TASK DESCRIPTION:
How many lines of the material below contain the string "item", matching case exactly? Reply with the number alone.

Region segmentation data

= = = = =

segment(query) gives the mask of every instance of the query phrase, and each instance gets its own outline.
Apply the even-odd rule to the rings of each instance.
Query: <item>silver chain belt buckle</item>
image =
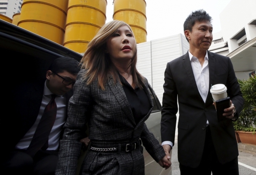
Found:
[[[107,152],[107,151],[117,151],[117,148],[113,147],[113,148],[95,148],[95,147],[90,147],[90,150],[92,151],[99,151],[99,152]]]

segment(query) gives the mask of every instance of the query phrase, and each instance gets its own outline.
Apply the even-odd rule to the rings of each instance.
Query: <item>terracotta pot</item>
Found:
[[[256,134],[252,134],[253,132],[242,131],[237,131],[236,132],[239,135],[239,138],[242,143],[256,145]]]
[[[241,142],[241,140],[239,138],[239,135],[238,135],[238,133],[237,132],[237,131],[236,131],[236,138],[237,139],[237,142],[240,143]]]

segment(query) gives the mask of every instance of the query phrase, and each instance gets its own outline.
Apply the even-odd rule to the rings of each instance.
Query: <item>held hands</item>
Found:
[[[165,156],[158,162],[158,164],[163,168],[165,168],[165,170],[169,168],[171,166],[172,163],[169,159],[171,158],[170,155],[170,152],[171,151],[171,146],[169,144],[163,145],[163,148],[165,150],[166,156]]]

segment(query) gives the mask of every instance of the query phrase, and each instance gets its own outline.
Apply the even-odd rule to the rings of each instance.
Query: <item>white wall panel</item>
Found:
[[[189,48],[188,43],[185,36],[179,34],[139,44],[137,48],[137,69],[149,82],[150,80],[162,104],[167,63],[186,53]]]

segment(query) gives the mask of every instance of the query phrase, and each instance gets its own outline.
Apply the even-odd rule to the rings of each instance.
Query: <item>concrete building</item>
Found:
[[[255,0],[232,0],[219,15],[222,30],[213,33],[209,49],[229,57],[241,80],[256,70],[255,7]]]
[[[181,33],[137,45],[137,68],[147,79],[161,104],[167,63],[185,54],[189,45]]]
[[[0,14],[11,19],[15,13],[20,13],[23,0],[0,0]]]
[[[220,14],[222,30],[213,34],[209,49],[229,57],[236,77],[242,80],[256,70],[255,7],[255,0],[231,0]],[[138,71],[147,79],[162,104],[166,64],[186,53],[189,43],[180,33],[138,44],[137,47]],[[178,111],[176,140],[179,115]]]

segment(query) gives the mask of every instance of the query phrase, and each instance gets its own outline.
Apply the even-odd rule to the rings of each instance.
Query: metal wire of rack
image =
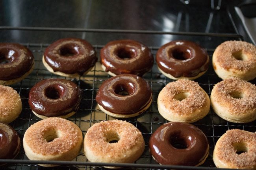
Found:
[[[141,30],[107,30],[100,29],[74,29],[64,28],[45,28],[45,27],[0,27],[0,30],[4,31],[28,31],[29,33],[33,31],[38,33],[45,33],[48,31],[51,33],[67,32],[74,36],[77,36],[76,33],[102,33],[112,35],[121,34],[126,38],[134,34],[147,35],[150,37],[163,35],[176,35],[185,39],[194,38],[199,40],[197,42],[204,47],[207,48],[207,51],[211,58],[214,50],[214,47],[217,46],[222,42],[226,40],[242,40],[243,37],[240,35],[234,34],[223,34],[214,33],[198,33],[188,32],[166,32],[156,31],[144,31]],[[127,36],[127,34],[128,35]],[[1,36],[0,34],[0,36]],[[121,37],[122,37],[121,36]],[[59,37],[59,38],[63,38]],[[79,38],[79,37],[78,37]],[[161,37],[160,37],[161,38]],[[178,38],[176,37],[175,38]],[[207,41],[213,41],[213,46],[205,44]],[[109,40],[111,38],[109,38]],[[90,40],[87,40],[90,42]],[[112,39],[111,40],[114,40]],[[137,40],[139,41],[139,40]],[[86,75],[80,77],[79,79],[70,79],[61,77],[52,74],[44,67],[42,62],[42,57],[45,48],[49,43],[41,42],[39,43],[30,42],[20,43],[27,46],[33,53],[35,58],[35,69],[32,73],[27,78],[20,82],[12,85],[19,93],[22,102],[23,108],[19,117],[10,124],[18,132],[22,140],[24,133],[26,129],[32,124],[41,119],[32,113],[28,104],[28,94],[30,88],[40,80],[50,78],[61,78],[70,79],[78,84],[83,92],[82,102],[80,107],[76,114],[68,119],[78,126],[81,129],[84,136],[87,130],[94,124],[102,121],[113,120],[115,118],[109,117],[104,113],[98,107],[95,100],[96,94],[99,87],[105,80],[110,77],[109,76],[103,71],[99,61],[95,66]],[[97,53],[98,54],[104,44],[93,44]],[[204,46],[205,45],[206,46]],[[148,46],[154,57],[159,47]],[[208,46],[209,46],[208,47]],[[213,47],[213,48],[212,47]],[[171,165],[158,165],[151,156],[148,149],[148,140],[153,132],[160,126],[167,122],[158,113],[156,100],[158,94],[162,88],[168,83],[173,80],[166,78],[158,71],[155,62],[152,70],[145,75],[143,78],[150,84],[153,91],[153,101],[149,108],[144,113],[141,115],[133,118],[124,120],[133,124],[141,132],[145,142],[145,150],[140,158],[134,164],[108,164],[90,163],[87,161],[85,156],[82,151],[77,157],[72,161],[33,161],[29,160],[25,155],[24,149],[22,147],[20,153],[14,160],[0,159],[0,163],[8,163],[6,165],[0,167],[0,168],[15,170],[34,170],[51,169],[45,168],[37,165],[37,163],[61,164],[59,166],[52,168],[51,169],[104,169],[104,166],[117,166],[126,167],[125,169],[221,169],[215,168],[212,161],[212,153],[215,143],[218,139],[226,130],[233,128],[238,128],[254,132],[256,131],[256,121],[250,123],[238,124],[227,122],[220,118],[211,110],[207,115],[202,119],[198,121],[193,124],[201,129],[206,135],[210,146],[209,155],[206,162],[200,167],[186,166],[177,166]],[[215,84],[221,81],[215,73],[211,63],[208,70],[201,77],[196,79],[195,81],[210,95]],[[256,80],[251,81],[254,84]]]

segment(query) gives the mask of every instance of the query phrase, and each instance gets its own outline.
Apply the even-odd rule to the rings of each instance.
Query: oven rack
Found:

= = = = =

OUTPUT OF THE EXERCISE:
5